**Exercise directions:** Convert the listing below into a two-column CSV headed "prompt" and "response", with one row for each text and its answer. Put each in a single quoted field, replace line breaks with spaces, and leave out the pictures.
_____
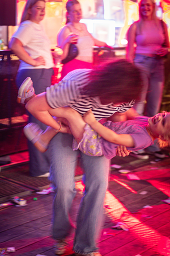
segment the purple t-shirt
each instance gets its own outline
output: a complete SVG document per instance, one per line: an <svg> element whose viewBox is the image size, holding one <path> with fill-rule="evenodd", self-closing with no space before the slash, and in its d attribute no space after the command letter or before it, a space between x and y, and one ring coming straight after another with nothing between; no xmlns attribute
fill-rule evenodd
<svg viewBox="0 0 170 256"><path fill-rule="evenodd" d="M127 147L129 150L137 151L144 148L153 144L151 137L148 135L146 126L148 124L148 117L140 117L134 120L114 123L107 121L103 125L115 131L118 134L130 134L134 142L134 147ZM101 138L103 152L108 159L116 156L116 150L118 144L109 142Z"/></svg>

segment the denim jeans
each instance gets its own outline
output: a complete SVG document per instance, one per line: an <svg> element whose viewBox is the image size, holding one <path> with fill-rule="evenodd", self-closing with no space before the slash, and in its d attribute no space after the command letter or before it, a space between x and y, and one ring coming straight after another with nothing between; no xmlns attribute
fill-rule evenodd
<svg viewBox="0 0 170 256"><path fill-rule="evenodd" d="M159 112L162 102L164 83L163 59L136 54L134 64L141 71L143 87L139 102L134 108L141 115L152 117Z"/></svg>
<svg viewBox="0 0 170 256"><path fill-rule="evenodd" d="M38 68L33 69L22 69L16 76L16 82L19 88L23 81L29 76L33 81L33 86L36 94L45 92L46 88L51 85L51 77L53 73L53 68ZM37 123L40 128L45 130L46 126L41 123L30 113L28 122ZM36 177L48 172L50 168L50 150L44 153L40 152L30 141L28 141L29 154L29 172L31 176Z"/></svg>
<svg viewBox="0 0 170 256"><path fill-rule="evenodd" d="M71 229L69 214L76 193L74 172L80 153L73 150L73 138L70 134L59 133L51 141L50 179L56 192L53 237L56 240L66 237ZM110 162L104 156L90 156L82 152L80 160L86 174L86 192L79 207L73 250L88 254L97 250Z"/></svg>

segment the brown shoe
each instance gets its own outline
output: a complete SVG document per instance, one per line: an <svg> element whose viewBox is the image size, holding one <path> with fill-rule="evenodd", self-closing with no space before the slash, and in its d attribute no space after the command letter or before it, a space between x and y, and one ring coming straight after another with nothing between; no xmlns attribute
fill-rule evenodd
<svg viewBox="0 0 170 256"><path fill-rule="evenodd" d="M68 248L68 243L65 240L61 239L60 240L58 240L56 244L55 253L57 255L63 254Z"/></svg>
<svg viewBox="0 0 170 256"><path fill-rule="evenodd" d="M93 251L88 254L80 254L79 253L75 253L75 256L102 256L99 251Z"/></svg>

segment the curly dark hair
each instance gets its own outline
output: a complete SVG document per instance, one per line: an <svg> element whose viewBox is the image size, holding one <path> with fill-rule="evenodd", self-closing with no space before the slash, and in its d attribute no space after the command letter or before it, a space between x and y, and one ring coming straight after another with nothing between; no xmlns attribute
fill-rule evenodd
<svg viewBox="0 0 170 256"><path fill-rule="evenodd" d="M91 71L90 82L82 93L90 97L110 100L110 102L128 102L138 100L142 88L138 68L125 59L104 63Z"/></svg>

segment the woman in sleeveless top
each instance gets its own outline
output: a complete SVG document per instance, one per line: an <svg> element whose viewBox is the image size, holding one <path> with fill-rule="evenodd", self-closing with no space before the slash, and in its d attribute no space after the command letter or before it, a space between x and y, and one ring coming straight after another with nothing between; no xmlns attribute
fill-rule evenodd
<svg viewBox="0 0 170 256"><path fill-rule="evenodd" d="M66 57L70 43L76 44L79 53L74 59L63 64L61 79L73 70L92 68L94 46L112 48L106 43L94 38L88 31L86 25L80 23L82 12L77 0L69 0L66 7L66 25L61 28L57 35L58 46L63 51L61 59Z"/></svg>
<svg viewBox="0 0 170 256"><path fill-rule="evenodd" d="M131 25L128 34L127 59L141 70L143 92L135 105L140 115L151 117L159 112L164 85L163 56L168 53L169 43L165 23L156 16L154 0L141 0L139 19ZM134 48L134 44L137 47Z"/></svg>
<svg viewBox="0 0 170 256"><path fill-rule="evenodd" d="M166 24L156 16L154 0L141 0L139 13L139 20L131 25L128 33L127 59L141 69L143 82L140 101L134 108L141 115L151 117L159 112L161 105L164 56L169 52L169 42ZM159 152L161 158L164 156L160 154L156 144L146 151L155 155Z"/></svg>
_____
**Full output:**
prompt,response
"segment the purple t-shirt each instance gets its own outline output: a complete SVG document per instance, one per line: an <svg> element whose viewBox is the image size, holding one <path> with fill-rule=""evenodd"", self-closing with no space before the slash, and in its d attribute no space after the command letter or before it, a space between x and y, and one ring coming straight after another with nothing between; no xmlns attribute fill-rule evenodd","<svg viewBox=""0 0 170 256""><path fill-rule=""evenodd"" d=""M127 147L129 150L137 151L144 148L153 144L151 137L148 135L146 126L148 124L148 117L140 117L134 120L114 123L107 121L103 125L115 131L118 134L130 134L134 142L134 147ZM101 138L103 152L108 159L116 156L116 150L118 144L109 142Z""/></svg>"
"segment the denim jeans each instance gets its own outline output: a complete SVG document per instance, one per line: an <svg> element whose viewBox is the image size, holding one <path> with fill-rule=""evenodd"", self-closing with no space before the slash, and in its d attribute no space after the command letter or before it, a space between x and y, and one ring coming straight after another with nothing between; no xmlns attribute fill-rule evenodd","<svg viewBox=""0 0 170 256""><path fill-rule=""evenodd"" d=""M159 112L162 102L164 83L163 59L136 54L134 64L141 71L143 87L139 102L134 108L141 115L152 117Z""/></svg> <svg viewBox=""0 0 170 256""><path fill-rule=""evenodd"" d=""M38 68L33 69L22 69L16 76L16 82L19 88L23 81L29 76L33 81L33 86L36 94L45 92L46 88L51 85L51 77L53 73L53 68ZM37 123L40 128L45 130L46 126L41 123L30 113L28 122ZM36 177L48 172L50 168L50 150L44 153L40 152L30 141L28 141L29 154L29 172L31 176Z""/></svg> <svg viewBox=""0 0 170 256""><path fill-rule=""evenodd"" d=""M71 229L69 214L76 193L74 172L80 153L73 150L73 138L70 134L59 133L51 141L50 179L56 192L53 237L56 240L66 237ZM110 162L104 156L90 156L82 152L80 160L86 174L86 192L79 207L73 250L88 254L97 250Z""/></svg>"
"segment the brown shoe each instance gets its own outline output: a complete SVG document per instance, one per line: an <svg> element whose viewBox is the image size, holding one <path> with fill-rule=""evenodd"", self-closing with no space before the slash, and in its d attribute no space after the command letter or before it, a space between x and y, and one ring coming straight after another with nothing between; no xmlns attribute fill-rule evenodd","<svg viewBox=""0 0 170 256""><path fill-rule=""evenodd"" d=""M68 248L68 243L65 240L61 239L60 240L58 240L56 244L55 253L57 255L63 254Z""/></svg> <svg viewBox=""0 0 170 256""><path fill-rule=""evenodd"" d=""M93 251L88 254L80 254L79 253L75 253L75 256L102 256L99 251Z""/></svg>"
"segment the curly dark hair each instance gets its own outline output: a complete SVG document per instance, one per line: an <svg> element whose viewBox is the image size, holding one <path> with fill-rule=""evenodd"", self-closing with no space before the slash, and in its d attribute no space after the command letter or before it, a space between x and y, and one ring coming straight after another with nothing between; no xmlns attribute fill-rule evenodd","<svg viewBox=""0 0 170 256""><path fill-rule=""evenodd"" d=""M91 71L90 82L82 93L90 97L110 100L110 102L128 102L138 100L142 88L138 68L125 59L104 63Z""/></svg>"
"segment the woman in sleeveless top each instance gets its own outline output: a complete SVG document per instance, one per line: an <svg> element whose viewBox is the image size, holding one <path> with fill-rule=""evenodd"", self-closing with no space before the slash, and in its d attribute no space after the command letter or before it, a space between x and y, and one ring coming straight after another with nothing between; no xmlns attribute fill-rule evenodd","<svg viewBox=""0 0 170 256""><path fill-rule=""evenodd"" d=""M66 57L70 43L76 44L79 53L74 59L63 64L61 79L73 70L92 68L94 46L112 48L106 43L94 38L88 31L86 25L80 23L82 12L77 0L69 0L66 7L66 25L61 28L57 35L58 46L63 51L61 59Z""/></svg> <svg viewBox=""0 0 170 256""><path fill-rule=""evenodd"" d=""M131 25L128 34L127 59L141 70L143 92L135 105L140 115L151 117L159 112L164 85L163 56L168 53L169 43L165 23L156 16L154 0L141 0L139 19ZM134 48L134 44L137 47Z""/></svg> <svg viewBox=""0 0 170 256""><path fill-rule=""evenodd"" d=""M166 24L156 16L154 0L141 0L139 13L139 20L131 25L128 33L127 59L141 69L143 82L140 101L134 108L141 115L151 117L159 112L161 105L164 56L169 52L169 42ZM159 152L161 158L164 156L160 154L156 144L146 151L155 155Z""/></svg>"